- _WHAT NEEDS TO BE DONE_
Please format every line of the entries below as a JSON list of strings, one string per line, with blank lines skipped and the pictures left out.

*-*-*

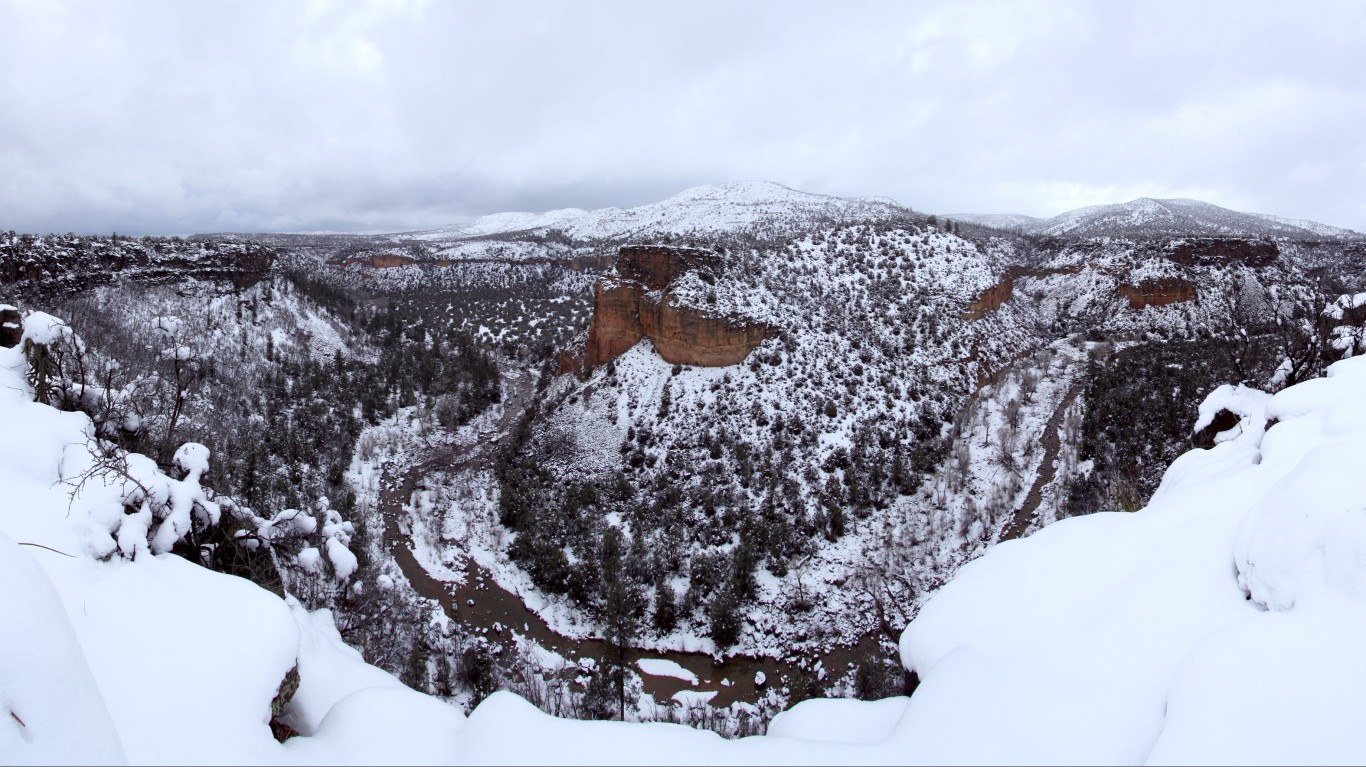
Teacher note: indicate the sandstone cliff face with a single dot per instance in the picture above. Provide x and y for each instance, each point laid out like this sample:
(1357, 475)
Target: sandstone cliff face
(635, 304)
(992, 298)
(1159, 293)
(1198, 252)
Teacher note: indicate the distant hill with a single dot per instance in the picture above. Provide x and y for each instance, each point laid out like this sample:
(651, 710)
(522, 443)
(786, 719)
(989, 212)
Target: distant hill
(701, 209)
(1160, 218)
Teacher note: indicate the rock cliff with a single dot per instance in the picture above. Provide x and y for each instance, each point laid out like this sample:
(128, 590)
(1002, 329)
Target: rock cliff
(1159, 293)
(992, 298)
(637, 302)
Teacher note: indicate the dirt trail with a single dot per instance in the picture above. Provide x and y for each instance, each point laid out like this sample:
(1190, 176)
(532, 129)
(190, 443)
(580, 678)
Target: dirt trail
(1048, 468)
(482, 606)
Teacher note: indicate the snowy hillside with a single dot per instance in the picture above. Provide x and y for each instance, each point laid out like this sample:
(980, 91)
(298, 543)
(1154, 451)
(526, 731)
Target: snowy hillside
(1105, 639)
(1161, 218)
(702, 209)
(1006, 222)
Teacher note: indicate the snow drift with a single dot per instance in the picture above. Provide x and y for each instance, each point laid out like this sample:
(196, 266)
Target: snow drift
(1219, 624)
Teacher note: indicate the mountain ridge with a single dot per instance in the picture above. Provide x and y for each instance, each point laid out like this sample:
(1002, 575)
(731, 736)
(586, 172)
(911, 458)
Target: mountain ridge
(1146, 216)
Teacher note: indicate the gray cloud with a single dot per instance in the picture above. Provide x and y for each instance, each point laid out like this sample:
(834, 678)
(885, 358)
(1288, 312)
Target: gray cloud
(261, 115)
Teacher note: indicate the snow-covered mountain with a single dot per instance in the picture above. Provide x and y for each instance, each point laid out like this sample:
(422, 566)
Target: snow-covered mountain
(711, 208)
(1160, 218)
(1007, 222)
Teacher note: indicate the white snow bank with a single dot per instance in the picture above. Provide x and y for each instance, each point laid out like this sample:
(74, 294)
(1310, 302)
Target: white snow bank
(383, 725)
(51, 708)
(1115, 637)
(840, 719)
(665, 667)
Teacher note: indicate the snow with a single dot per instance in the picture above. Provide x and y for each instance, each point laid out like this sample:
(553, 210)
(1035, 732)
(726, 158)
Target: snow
(1200, 629)
(51, 707)
(1219, 624)
(1169, 216)
(709, 208)
(1249, 404)
(343, 562)
(840, 719)
(665, 667)
(41, 327)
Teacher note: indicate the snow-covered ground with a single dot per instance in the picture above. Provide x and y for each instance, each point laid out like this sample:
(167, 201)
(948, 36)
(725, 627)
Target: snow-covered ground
(1217, 625)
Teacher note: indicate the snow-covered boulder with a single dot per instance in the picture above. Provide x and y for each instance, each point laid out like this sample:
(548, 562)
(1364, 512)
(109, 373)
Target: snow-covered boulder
(1219, 624)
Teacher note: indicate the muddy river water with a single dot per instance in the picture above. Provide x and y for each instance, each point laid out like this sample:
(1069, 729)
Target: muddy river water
(481, 606)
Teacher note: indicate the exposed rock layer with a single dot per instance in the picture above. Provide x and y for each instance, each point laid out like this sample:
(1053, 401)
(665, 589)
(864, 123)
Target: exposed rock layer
(992, 298)
(637, 304)
(1159, 293)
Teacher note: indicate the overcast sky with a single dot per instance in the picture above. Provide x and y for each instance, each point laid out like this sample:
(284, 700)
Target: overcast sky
(182, 116)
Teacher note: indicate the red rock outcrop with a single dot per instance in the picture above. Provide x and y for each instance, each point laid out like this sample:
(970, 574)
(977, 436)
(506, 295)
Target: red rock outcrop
(635, 304)
(1159, 293)
(1217, 252)
(992, 298)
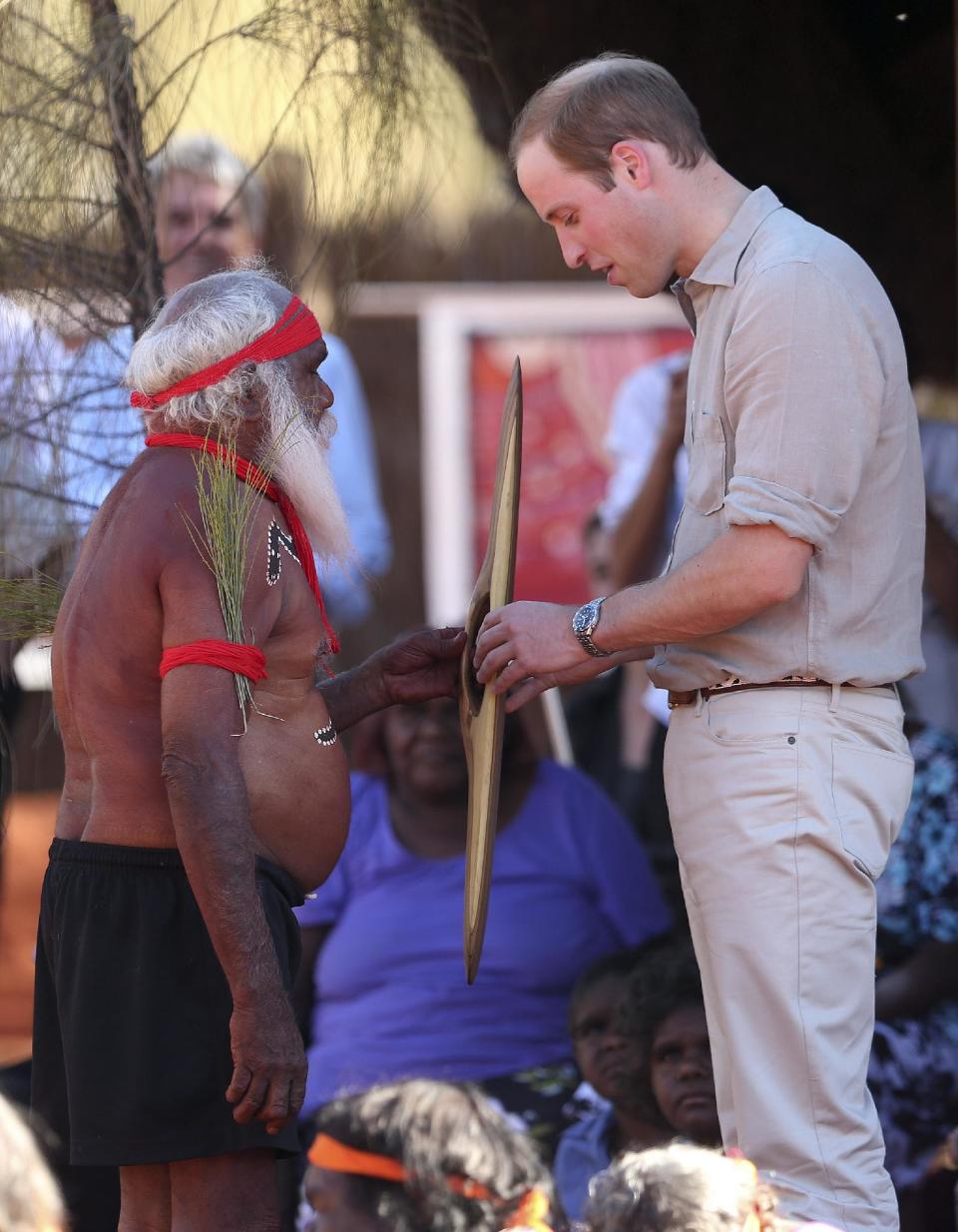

*-*-*

- _ANSWER BELOW_
[
  "Teacher note: indicate the sandstone cliff face with a single dot per instance in the picture above. Provide x and y for each instance, each point laid out like this sample:",
  "(1357, 475)",
  "Target: sandstone cliff face",
  "(635, 304)",
  "(992, 298)",
  "(1159, 293)",
  "(1198, 252)",
  "Teacher note: indicate the distant hill with a single dot per instance in the picture above. Provide x and y for each instance, each point laid out like this sample:",
  "(651, 710)",
  "(522, 443)",
  "(786, 719)",
  "(989, 212)",
  "Target: distant hill",
  "(701, 209)",
  "(1160, 218)",
  "Teacher note: indicate the rock cliff with a single dot per instance in the picture above. Provide x and y for each instance, each point laid out like this sample:",
  "(128, 590)",
  "(1002, 329)",
  "Target: rock cliff",
  "(1159, 293)",
  "(992, 298)",
  "(637, 302)",
  "Teacher note: indicate the dirt trail with a single dot per instance in the picture above. Provide x and y for each instance, each point laid out like this sample:",
  "(1190, 176)",
  "(532, 129)",
  "(190, 443)",
  "(580, 678)",
  "Target: dirt trail",
  "(1048, 468)",
  "(482, 606)",
  "Teacher note: indicate the snowy hillside with a single dot per instance in the picture above. Provide x and y for each instance, each point laid out like this sample:",
  "(980, 91)",
  "(298, 543)",
  "(1154, 451)",
  "(526, 731)",
  "Target: snowy hillside",
  "(1105, 639)",
  "(1161, 218)",
  "(702, 209)",
  "(1006, 222)",
  "Teacher note: indicate the snow drift with a single dot per instance in the picture above. Provide x and y for each instance, each point laid out like this sample:",
  "(196, 266)",
  "Target: snow drift",
  "(1219, 624)",
  "Teacher note: indicate the mountain ridge with a single dot per instance in the picture above. Provide x and y for each instance, each point laid out like this sample:",
  "(1002, 575)",
  "(731, 736)",
  "(586, 172)",
  "(911, 458)",
  "Target: mountain ridge",
  "(1146, 216)",
  "Teacher note: indicate the gray cloud with a single dot per instance in the picture above. Provide x and y for each instance, each point laid out like this sample:",
  "(834, 678)",
  "(885, 358)",
  "(1288, 312)",
  "Target: gray cloud",
  "(261, 115)",
  "Teacher note: indicate the snow-covered mountain with a single dot per instance in the picture above. Provide x and y for each instance, each point laid out like this sample:",
  "(422, 566)",
  "Target: snow-covered mountain",
  "(711, 208)",
  "(1160, 218)",
  "(1007, 222)",
  "Teacher note: indicate the white snow bank with a single dot per instance in the picture above. Provide x and y for each instance, each point laid out like this sample:",
  "(74, 294)",
  "(1310, 302)",
  "Target: white snow bank",
  "(383, 725)",
  "(51, 708)",
  "(1115, 637)",
  "(840, 719)",
  "(665, 667)",
  "Teacher note: indicate the snow with a single dot per instance in the picture above. Provide x and y for each instance, each point laid out like this sample:",
  "(553, 210)",
  "(1035, 732)",
  "(726, 158)",
  "Target: snow",
  "(1200, 629)",
  "(51, 707)",
  "(1219, 624)",
  "(1169, 216)",
  "(709, 208)",
  "(1249, 404)",
  "(343, 562)",
  "(840, 719)",
  "(665, 667)",
  "(41, 327)",
  "Teacher note: indicate the snow-covered ground with a single dot per instance in the picture above. Provide x and y for each instance, each point laid out like this sample:",
  "(167, 201)",
  "(948, 36)",
  "(725, 627)",
  "Target: snow-covered ground",
  "(1217, 625)",
  "Teacher note: indicate the snow-covered boulder with a single dot per instance in the picture above. Provide x and y for each instance, each point laid out like this sample:",
  "(548, 562)",
  "(1364, 512)",
  "(109, 373)",
  "Target: snow-covered boulder",
  "(1219, 624)",
  "Teacher note: indicate the muddy river water with a single dot per instance in the picture above. Provide x and y for each instance, each point laid out like this sample:",
  "(1069, 729)",
  "Target: muddy river water",
  "(481, 606)",
  "Teacher note: indicate the exposed rock layer with a single dot per instance in the picture above. Provide x and y for each instance, each point laid out like this sample:",
  "(1053, 401)",
  "(665, 589)",
  "(864, 123)",
  "Target: exposed rock layer",
  "(992, 298)",
  "(637, 304)",
  "(1159, 293)",
  "Teacher note: indicate the overcast sky with a single dot per instance in the picture above. Provide x and y for each instance, each point laid out like this sample:",
  "(284, 700)",
  "Target: overcast sky",
  "(182, 116)",
  "Teacher note: indicate the red rock outcrop with a single dot per instance in the picture above. Provide x and y for each instance, each point laid out like this sample:",
  "(970, 574)",
  "(977, 436)",
  "(506, 295)",
  "Target: red rock outcrop",
  "(635, 304)",
  "(1159, 293)",
  "(1217, 252)",
  "(992, 298)"
]